#### Exercise requirements:
A word-for-word copy of the entries below is required.

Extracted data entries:
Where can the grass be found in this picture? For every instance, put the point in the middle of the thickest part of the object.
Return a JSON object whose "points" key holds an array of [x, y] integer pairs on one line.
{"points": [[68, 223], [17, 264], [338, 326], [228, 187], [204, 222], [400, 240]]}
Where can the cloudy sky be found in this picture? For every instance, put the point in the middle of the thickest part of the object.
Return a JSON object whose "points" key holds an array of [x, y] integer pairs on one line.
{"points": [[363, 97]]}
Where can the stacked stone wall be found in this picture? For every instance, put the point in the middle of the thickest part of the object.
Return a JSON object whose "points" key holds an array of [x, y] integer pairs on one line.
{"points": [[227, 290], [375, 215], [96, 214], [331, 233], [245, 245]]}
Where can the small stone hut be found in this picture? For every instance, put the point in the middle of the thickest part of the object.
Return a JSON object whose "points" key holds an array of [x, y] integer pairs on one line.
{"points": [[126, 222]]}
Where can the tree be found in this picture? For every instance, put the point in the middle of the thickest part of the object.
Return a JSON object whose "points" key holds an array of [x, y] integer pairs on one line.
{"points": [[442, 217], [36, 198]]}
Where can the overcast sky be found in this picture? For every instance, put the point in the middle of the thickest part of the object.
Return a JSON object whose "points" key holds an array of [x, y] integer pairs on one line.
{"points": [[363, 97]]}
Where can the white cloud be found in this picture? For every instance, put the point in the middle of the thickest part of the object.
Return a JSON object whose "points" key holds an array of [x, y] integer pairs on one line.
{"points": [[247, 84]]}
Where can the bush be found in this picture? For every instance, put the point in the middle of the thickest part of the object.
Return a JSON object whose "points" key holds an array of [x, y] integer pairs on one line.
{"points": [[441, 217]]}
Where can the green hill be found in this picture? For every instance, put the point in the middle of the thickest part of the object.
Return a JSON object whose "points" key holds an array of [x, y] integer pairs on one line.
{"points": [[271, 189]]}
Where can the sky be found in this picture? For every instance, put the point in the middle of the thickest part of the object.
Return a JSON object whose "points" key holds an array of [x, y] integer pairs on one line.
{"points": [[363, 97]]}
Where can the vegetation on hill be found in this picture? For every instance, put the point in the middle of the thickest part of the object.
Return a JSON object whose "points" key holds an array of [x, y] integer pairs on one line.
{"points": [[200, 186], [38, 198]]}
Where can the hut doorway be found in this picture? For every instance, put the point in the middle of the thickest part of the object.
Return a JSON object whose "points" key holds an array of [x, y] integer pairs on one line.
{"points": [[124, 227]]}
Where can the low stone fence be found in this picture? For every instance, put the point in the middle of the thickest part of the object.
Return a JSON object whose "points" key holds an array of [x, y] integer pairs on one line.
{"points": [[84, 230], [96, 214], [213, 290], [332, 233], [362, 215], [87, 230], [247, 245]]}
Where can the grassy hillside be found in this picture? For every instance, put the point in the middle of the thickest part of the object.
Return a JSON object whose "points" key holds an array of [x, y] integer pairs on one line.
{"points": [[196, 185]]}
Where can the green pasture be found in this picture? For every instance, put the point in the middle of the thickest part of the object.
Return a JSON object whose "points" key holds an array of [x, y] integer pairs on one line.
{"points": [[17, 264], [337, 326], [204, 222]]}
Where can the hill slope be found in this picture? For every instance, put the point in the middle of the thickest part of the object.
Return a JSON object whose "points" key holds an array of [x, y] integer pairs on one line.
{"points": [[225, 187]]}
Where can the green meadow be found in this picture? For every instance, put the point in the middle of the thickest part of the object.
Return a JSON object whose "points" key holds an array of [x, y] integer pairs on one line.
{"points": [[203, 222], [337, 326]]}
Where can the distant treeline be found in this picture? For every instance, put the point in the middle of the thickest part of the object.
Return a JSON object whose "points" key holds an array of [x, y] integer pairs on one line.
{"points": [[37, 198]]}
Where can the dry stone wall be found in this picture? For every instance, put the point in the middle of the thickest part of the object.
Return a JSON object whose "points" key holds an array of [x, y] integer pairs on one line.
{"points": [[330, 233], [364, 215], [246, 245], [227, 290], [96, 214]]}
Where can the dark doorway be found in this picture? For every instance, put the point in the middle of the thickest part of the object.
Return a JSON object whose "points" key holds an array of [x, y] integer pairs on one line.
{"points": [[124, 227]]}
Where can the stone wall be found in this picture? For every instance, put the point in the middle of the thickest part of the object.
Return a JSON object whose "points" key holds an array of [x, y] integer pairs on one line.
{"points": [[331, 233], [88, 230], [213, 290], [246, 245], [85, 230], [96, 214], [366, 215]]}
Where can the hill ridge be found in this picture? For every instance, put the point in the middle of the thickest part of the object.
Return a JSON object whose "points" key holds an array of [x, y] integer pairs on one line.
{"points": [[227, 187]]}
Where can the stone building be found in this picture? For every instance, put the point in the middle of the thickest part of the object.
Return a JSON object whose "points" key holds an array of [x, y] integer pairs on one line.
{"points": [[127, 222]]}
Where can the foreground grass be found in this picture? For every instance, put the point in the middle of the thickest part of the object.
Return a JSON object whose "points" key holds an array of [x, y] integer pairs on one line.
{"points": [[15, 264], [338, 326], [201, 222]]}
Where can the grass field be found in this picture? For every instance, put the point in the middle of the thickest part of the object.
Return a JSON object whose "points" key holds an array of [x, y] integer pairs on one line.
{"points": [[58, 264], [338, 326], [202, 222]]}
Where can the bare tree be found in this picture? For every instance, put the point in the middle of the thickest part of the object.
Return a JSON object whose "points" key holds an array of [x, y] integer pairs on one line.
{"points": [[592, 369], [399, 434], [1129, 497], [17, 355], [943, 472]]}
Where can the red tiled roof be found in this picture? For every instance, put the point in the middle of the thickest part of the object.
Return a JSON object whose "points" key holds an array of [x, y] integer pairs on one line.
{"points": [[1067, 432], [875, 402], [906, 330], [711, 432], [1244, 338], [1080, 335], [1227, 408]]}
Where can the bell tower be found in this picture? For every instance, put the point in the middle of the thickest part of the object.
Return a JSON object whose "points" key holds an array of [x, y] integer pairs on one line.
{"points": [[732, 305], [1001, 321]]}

#### Reply to the exercise:
Where can the grass be found in this picture? For every instance, put the point in the middle of the thickest part of the object.
Return a JSON object whose "points" key holds an array of [x, y] integer pairs on one line.
{"points": [[68, 223], [17, 264], [338, 326], [228, 187], [204, 222], [400, 240]]}
Where can the cloudy sky be found in this picture? For every instance, put the point in the middle of the thickest part of the object.
Return a JSON object whose "points" key holds an array of [x, y] integer pairs on one line.
{"points": [[363, 97]]}
Where can the stacked stone wall be found in this picture? For every instance, put the point in the middle of the thickest part of the object.
Return a JSON object whose "points" key holds an array of [x, y] integer pairs on one line.
{"points": [[227, 290], [375, 215], [96, 214], [331, 233], [245, 245]]}
Where can the small stone hut be found in this picture? For every instance, put the point in the middle of the thickest part of the object.
Return a JSON object whose "points" key holds an array of [x, y] integer pairs on one line.
{"points": [[126, 222]]}
Where can the tree be found in this picture? For every instance, put the point in the middle of the thickest part of the object.
Return a JSON object whose "points" key holds an array of [x, y] integer pairs on one line.
{"points": [[442, 217], [36, 198]]}
Where can the overcast sky be found in this picture? For every instance, put the point in the middle of the thickest part of the object.
Return a JSON object whose "points" key holds an array of [x, y] integer pairs on one line.
{"points": [[363, 97]]}
Where can the white cloud be found in this picture? For every instance, put the point in the middle of the thickest part of the object.
Return a JSON object whose "points" key holds an array of [x, y] integer pairs on one line.
{"points": [[247, 84]]}
Where can the bush be found in this picture? For every instance, put the point in the middle of the thickest part of the object.
Return a JSON object whose "points" key holds an array of [x, y] integer pairs on one line.
{"points": [[441, 217]]}
Where can the green hill be found in this picture? For every instance, put the point in the middle of the thickest part of the object.
Return a JSON object whose "points" key holds an array of [x, y] integer pairs on one line.
{"points": [[271, 189]]}
Where can the sky be found in this picture? For every instance, put the point in the middle of the thickest part of the object.
Return a JSON object whose "points" key holds an array of [x, y] integer pairs on one line.
{"points": [[363, 97]]}
Where can the vegetation on hill be found in this picture? For every instance, put the point in the middle of the thickest part of the object.
Return a JSON object whose "points" key holds an array of [x, y] integer pairs on one line.
{"points": [[200, 186], [38, 198]]}
Where can the hut doorway be found in this picture? For every instance, put the point in the middle of the thickest part of the object.
Return a JSON object whose "points" key holds an array of [x, y] integer pairs on one line.
{"points": [[124, 227]]}
Where can the low stone fence be found in this picture? For every instance, put the point in the middle of the thickest part of the object.
Return a JSON object whose "points" key holds an array of [x, y] integer pairs on one line.
{"points": [[84, 230], [96, 214], [213, 290], [332, 233], [362, 215], [87, 230], [247, 245]]}
Where can the grassy hillside be found in this picture? For every instance, put the point in the middle of the thickest part of the object.
Return a JSON object whose "points" key holds an array of [x, y] integer pairs on one line.
{"points": [[196, 185]]}
Where can the green pasture be found in this picture? For every instance, put the point in the middle of the thickest part of the object.
Return a JSON object whose "points" key holds an array of [x, y] integer pairs on one line.
{"points": [[17, 264], [337, 326], [204, 222]]}
Where can the hill slope be found in this picture? For every instance, put the point in the middle of the thickest part of the object.
Return a JSON object whose "points" key holds an array of [x, y] integer pairs on one line.
{"points": [[225, 187]]}
Where can the green meadow be found in this picture? For every instance, put the point in the middle of the thickest part of the object.
Return a JSON object whose "points" key holds an array of [x, y] integer pairs on one line.
{"points": [[203, 222], [337, 326]]}
Where can the distant treeline be found in this picture? For every instance, put the point in the middle of the thickest part of the object.
Return a JSON object whose "points" key holds an array of [x, y] integer pairs on one line.
{"points": [[37, 198]]}
Where can the dry stone wall be found in this picture? For every instance, put the point in the middle of the thickest part of the object.
Return a JSON object whose "points" key holds an array of [x, y] integer pairs on one line.
{"points": [[330, 233], [364, 215], [246, 245], [227, 290], [96, 214]]}
Where can the dark doorway be found in this picture? For every instance, put the point in the middle of the thickest part of the object.
Return a JSON object whose "points" key holds an array of [x, y] integer pairs on one line.
{"points": [[124, 227]]}
Where can the stone wall be found in this picture? For every instance, put the point in the middle of the thickest part of the object.
Return a JSON object whose "points" key holds an array of [x, y] integer pairs on one line.
{"points": [[331, 233], [88, 230], [213, 290], [246, 245], [85, 230], [96, 214], [366, 215]]}
Where can the hill ridge be found in this picture? For every instance, put the point in the middle of the thickest part of the object.
Return a JSON object whose "points" key holds an array of [x, y] integer pairs on one line.
{"points": [[227, 187]]}
Where can the stone building be found in this picture? For every instance, put the point in the middle of the thickest part of the object.
Return a JSON object whose "points" key holds an array of [x, y] integer pairs on one line.
{"points": [[127, 222]]}
Where can the foreground grass be found in this picture? For every instance, put the point in the middle of the thickest part of the object.
Return a JSON object whose "points" key holds an array of [x, y] integer pairs on one line.
{"points": [[15, 264], [338, 326], [201, 222]]}
Where can the grass field be found in this picture? For every instance, put the point in the middle of the thickest part of the object.
Return a JSON object whose "points" key holds an array of [x, y] integer pairs on one line.
{"points": [[58, 264], [338, 326], [202, 222]]}
Where can the bare tree be found in this picture? For every instance, put the point in the middle of the thickest part of the object.
Return a JSON object whose "points" key holds an array of [x, y] integer pairs on one line.
{"points": [[592, 369], [399, 434], [1129, 497], [17, 355], [943, 472]]}
Where can the red tiled roof be found in this picture? For every instance, put the point in the middle of the thickest part of the object.
Return a JSON object whose "points" key holds an array of [x, y] integer pairs on one line.
{"points": [[1067, 432], [875, 402], [906, 330], [711, 432], [1244, 338], [1080, 335], [1227, 408]]}
Where can the bell tower be found in this picture? For every instance, put the point in the middle of the thickest part of the object.
Return a JSON object whose "points" key holds an array of [x, y] integer pairs on one line.
{"points": [[732, 305], [1001, 321]]}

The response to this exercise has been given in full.